Data listing —
-- Begin --
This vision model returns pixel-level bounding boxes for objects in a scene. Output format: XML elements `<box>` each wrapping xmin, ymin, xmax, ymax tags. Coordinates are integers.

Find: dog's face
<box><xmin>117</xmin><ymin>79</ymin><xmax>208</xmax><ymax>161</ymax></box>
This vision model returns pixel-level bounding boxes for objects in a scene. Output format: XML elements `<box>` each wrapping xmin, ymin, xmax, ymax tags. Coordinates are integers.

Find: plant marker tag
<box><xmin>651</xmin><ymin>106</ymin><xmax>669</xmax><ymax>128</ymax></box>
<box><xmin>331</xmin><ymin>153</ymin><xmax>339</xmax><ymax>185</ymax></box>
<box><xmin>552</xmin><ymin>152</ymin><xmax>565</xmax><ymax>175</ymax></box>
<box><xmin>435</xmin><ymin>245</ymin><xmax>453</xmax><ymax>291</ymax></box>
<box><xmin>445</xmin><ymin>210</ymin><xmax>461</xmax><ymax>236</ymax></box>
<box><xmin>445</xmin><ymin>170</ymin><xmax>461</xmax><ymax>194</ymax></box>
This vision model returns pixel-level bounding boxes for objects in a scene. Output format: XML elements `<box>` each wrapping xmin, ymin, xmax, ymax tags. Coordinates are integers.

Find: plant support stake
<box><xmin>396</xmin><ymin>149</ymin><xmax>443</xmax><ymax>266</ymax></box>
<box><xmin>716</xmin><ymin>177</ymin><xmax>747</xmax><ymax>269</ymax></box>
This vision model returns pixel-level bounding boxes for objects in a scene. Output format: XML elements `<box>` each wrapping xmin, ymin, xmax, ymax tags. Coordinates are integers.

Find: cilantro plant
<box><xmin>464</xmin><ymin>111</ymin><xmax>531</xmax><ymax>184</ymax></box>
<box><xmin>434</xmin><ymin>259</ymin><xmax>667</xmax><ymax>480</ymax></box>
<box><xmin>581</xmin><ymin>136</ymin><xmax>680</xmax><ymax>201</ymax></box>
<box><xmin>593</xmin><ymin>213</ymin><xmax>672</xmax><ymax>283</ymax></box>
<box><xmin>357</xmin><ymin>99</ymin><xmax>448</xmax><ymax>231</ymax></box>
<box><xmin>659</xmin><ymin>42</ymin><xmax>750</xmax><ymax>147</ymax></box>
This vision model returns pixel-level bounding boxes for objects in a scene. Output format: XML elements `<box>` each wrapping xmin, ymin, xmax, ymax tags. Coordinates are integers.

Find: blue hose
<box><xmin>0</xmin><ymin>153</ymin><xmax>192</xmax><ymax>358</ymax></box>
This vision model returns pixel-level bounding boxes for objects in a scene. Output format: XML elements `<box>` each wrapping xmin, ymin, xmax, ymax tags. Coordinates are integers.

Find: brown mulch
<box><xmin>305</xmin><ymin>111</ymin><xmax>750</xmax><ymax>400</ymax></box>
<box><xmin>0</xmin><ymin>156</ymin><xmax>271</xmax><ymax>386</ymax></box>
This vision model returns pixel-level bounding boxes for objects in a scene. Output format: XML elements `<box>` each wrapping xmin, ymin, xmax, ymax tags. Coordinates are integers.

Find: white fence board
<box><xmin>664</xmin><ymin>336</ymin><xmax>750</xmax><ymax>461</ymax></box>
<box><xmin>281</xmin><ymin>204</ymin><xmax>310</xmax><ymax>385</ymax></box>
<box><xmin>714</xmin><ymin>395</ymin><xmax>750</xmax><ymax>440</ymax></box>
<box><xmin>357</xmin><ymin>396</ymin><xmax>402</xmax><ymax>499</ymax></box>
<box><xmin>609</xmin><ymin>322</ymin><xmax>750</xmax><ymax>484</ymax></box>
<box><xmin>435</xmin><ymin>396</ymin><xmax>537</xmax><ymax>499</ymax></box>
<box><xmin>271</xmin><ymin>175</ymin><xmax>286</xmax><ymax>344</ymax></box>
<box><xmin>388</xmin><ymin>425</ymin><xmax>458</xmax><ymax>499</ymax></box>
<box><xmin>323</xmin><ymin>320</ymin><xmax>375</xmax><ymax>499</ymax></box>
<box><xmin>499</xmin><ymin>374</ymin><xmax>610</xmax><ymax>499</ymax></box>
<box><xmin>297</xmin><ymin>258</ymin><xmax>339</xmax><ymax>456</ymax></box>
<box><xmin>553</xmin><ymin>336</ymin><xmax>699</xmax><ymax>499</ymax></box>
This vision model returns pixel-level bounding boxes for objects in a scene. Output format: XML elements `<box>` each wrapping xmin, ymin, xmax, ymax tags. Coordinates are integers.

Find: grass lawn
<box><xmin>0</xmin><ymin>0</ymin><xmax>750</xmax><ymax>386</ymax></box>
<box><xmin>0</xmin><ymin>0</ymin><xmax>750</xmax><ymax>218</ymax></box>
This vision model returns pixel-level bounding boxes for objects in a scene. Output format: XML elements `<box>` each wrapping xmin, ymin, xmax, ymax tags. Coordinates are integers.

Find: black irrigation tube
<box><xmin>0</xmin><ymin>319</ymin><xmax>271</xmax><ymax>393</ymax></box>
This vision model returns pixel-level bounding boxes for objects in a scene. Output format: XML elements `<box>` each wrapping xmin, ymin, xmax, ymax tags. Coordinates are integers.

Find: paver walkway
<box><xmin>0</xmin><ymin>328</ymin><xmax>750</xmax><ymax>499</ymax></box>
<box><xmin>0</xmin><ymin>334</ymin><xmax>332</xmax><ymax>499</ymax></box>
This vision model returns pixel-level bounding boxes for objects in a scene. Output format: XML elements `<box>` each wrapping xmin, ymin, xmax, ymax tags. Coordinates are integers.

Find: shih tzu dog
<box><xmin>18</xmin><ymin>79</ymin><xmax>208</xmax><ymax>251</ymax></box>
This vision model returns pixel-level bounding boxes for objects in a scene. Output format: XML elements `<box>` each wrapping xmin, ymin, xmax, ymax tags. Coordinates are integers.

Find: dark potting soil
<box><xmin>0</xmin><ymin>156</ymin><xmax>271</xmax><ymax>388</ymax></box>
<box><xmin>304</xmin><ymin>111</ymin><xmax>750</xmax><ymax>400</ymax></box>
-- End --
Instructions for the task — Extract each record, keeping it identical to the original.

Expected answer —
This vision model returns pixel-level bounding boxes for objects in a scene. Output format: XML elements `<box>` each wrapping xmin, ymin, xmax, ymax tags. Coordinates are integers.

Find: dog's face
<box><xmin>117</xmin><ymin>79</ymin><xmax>208</xmax><ymax>161</ymax></box>
This vision model returns pixel-level bounding boxes for objects in a scene. Output format: XML elements `<box>` each wrapping xmin, ymin, xmax, ymax tags. Coordinates are integers.

Find: plant marker tag
<box><xmin>651</xmin><ymin>106</ymin><xmax>669</xmax><ymax>128</ymax></box>
<box><xmin>331</xmin><ymin>153</ymin><xmax>339</xmax><ymax>185</ymax></box>
<box><xmin>552</xmin><ymin>152</ymin><xmax>565</xmax><ymax>175</ymax></box>
<box><xmin>435</xmin><ymin>245</ymin><xmax>453</xmax><ymax>291</ymax></box>
<box><xmin>445</xmin><ymin>210</ymin><xmax>461</xmax><ymax>236</ymax></box>
<box><xmin>445</xmin><ymin>170</ymin><xmax>461</xmax><ymax>194</ymax></box>
This vision model returns pixel-level bounding boxes for objects in a scene. Output format: XML elements `<box>` each wrapping xmin, ymin, xmax, ymax tags. Coordinates are integers.

Find: plant support stake
<box><xmin>396</xmin><ymin>149</ymin><xmax>443</xmax><ymax>266</ymax></box>
<box><xmin>716</xmin><ymin>177</ymin><xmax>747</xmax><ymax>269</ymax></box>
This vision model returns pixel-level bounding boxes for objects in a scene. Output format: XML elements `<box>` each wrapping xmin, ymin, xmax, ymax tags. Coordinates are integers.

Find: cilantro plant
<box><xmin>464</xmin><ymin>111</ymin><xmax>531</xmax><ymax>184</ymax></box>
<box><xmin>434</xmin><ymin>259</ymin><xmax>667</xmax><ymax>480</ymax></box>
<box><xmin>581</xmin><ymin>136</ymin><xmax>680</xmax><ymax>201</ymax></box>
<box><xmin>593</xmin><ymin>213</ymin><xmax>672</xmax><ymax>283</ymax></box>
<box><xmin>357</xmin><ymin>99</ymin><xmax>448</xmax><ymax>231</ymax></box>
<box><xmin>659</xmin><ymin>42</ymin><xmax>750</xmax><ymax>147</ymax></box>
This vision model returns pixel-level bounding boxes for objects in a scene. Output format: XML elements `<box>` each wrapping xmin, ymin, xmax, ymax tags. Coordinates are integers.

Find: blue hose
<box><xmin>0</xmin><ymin>153</ymin><xmax>192</xmax><ymax>358</ymax></box>
This vision model returns pixel-level bounding boxes for objects in a scene. Output format: XML elements `<box>` each wrapping xmin, ymin, xmax, ymax tags. Coordinates are integers.

Find: brown mulch
<box><xmin>305</xmin><ymin>111</ymin><xmax>750</xmax><ymax>400</ymax></box>
<box><xmin>0</xmin><ymin>156</ymin><xmax>271</xmax><ymax>386</ymax></box>
This vision model returns pixel-level bounding boxes for objects in a scene. Output format: XML elements `<box>` each wrapping xmin, ymin, xmax, ymax tags. Coordinates are integers.

Find: white fence board
<box><xmin>664</xmin><ymin>336</ymin><xmax>750</xmax><ymax>461</ymax></box>
<box><xmin>281</xmin><ymin>204</ymin><xmax>310</xmax><ymax>385</ymax></box>
<box><xmin>714</xmin><ymin>395</ymin><xmax>750</xmax><ymax>440</ymax></box>
<box><xmin>357</xmin><ymin>396</ymin><xmax>402</xmax><ymax>499</ymax></box>
<box><xmin>609</xmin><ymin>322</ymin><xmax>750</xmax><ymax>484</ymax></box>
<box><xmin>435</xmin><ymin>396</ymin><xmax>537</xmax><ymax>499</ymax></box>
<box><xmin>271</xmin><ymin>175</ymin><xmax>286</xmax><ymax>344</ymax></box>
<box><xmin>388</xmin><ymin>425</ymin><xmax>458</xmax><ymax>499</ymax></box>
<box><xmin>323</xmin><ymin>320</ymin><xmax>375</xmax><ymax>499</ymax></box>
<box><xmin>499</xmin><ymin>374</ymin><xmax>610</xmax><ymax>499</ymax></box>
<box><xmin>297</xmin><ymin>258</ymin><xmax>339</xmax><ymax>456</ymax></box>
<box><xmin>553</xmin><ymin>336</ymin><xmax>699</xmax><ymax>499</ymax></box>
This vision model returns pixel-level bounding boxes for objects in a scene. Output format: XML elements `<box>` each wrapping xmin, ymin, xmax, ymax tags. Coordinates are integers.

Find: grass lawn
<box><xmin>0</xmin><ymin>0</ymin><xmax>750</xmax><ymax>386</ymax></box>
<box><xmin>0</xmin><ymin>0</ymin><xmax>750</xmax><ymax>218</ymax></box>
This vision model returns pixel-level bounding boxes for objects in a scene. Output format: XML elements `<box>` each wrapping xmin, ymin, xmax, ymax tags. Coordinates are integers.

Find: black irrigation tube
<box><xmin>0</xmin><ymin>319</ymin><xmax>271</xmax><ymax>393</ymax></box>
This vision model returns pixel-level bounding boxes for objects in a scene. Output format: XML elements `<box>` each wrapping xmin, ymin, xmax, ymax tags. Coordinates are integers.

Find: paver walkway
<box><xmin>0</xmin><ymin>328</ymin><xmax>750</xmax><ymax>499</ymax></box>
<box><xmin>0</xmin><ymin>334</ymin><xmax>332</xmax><ymax>499</ymax></box>
This vision model returns pixel-level bounding boxes for objects in a scene. Output format: XML elements `<box>` each wrapping xmin, ymin, xmax, ymax tags. Coordinates are integers.

Find: shih tzu dog
<box><xmin>18</xmin><ymin>79</ymin><xmax>208</xmax><ymax>251</ymax></box>
This vision model returns pixel-level bounding boxes for objects in a scene. Output format: XML elements `<box>` each wrapping xmin, ymin, xmax, ymax tags. Coordinates are integers.

Find: dark potting soil
<box><xmin>0</xmin><ymin>156</ymin><xmax>271</xmax><ymax>388</ymax></box>
<box><xmin>304</xmin><ymin>111</ymin><xmax>750</xmax><ymax>400</ymax></box>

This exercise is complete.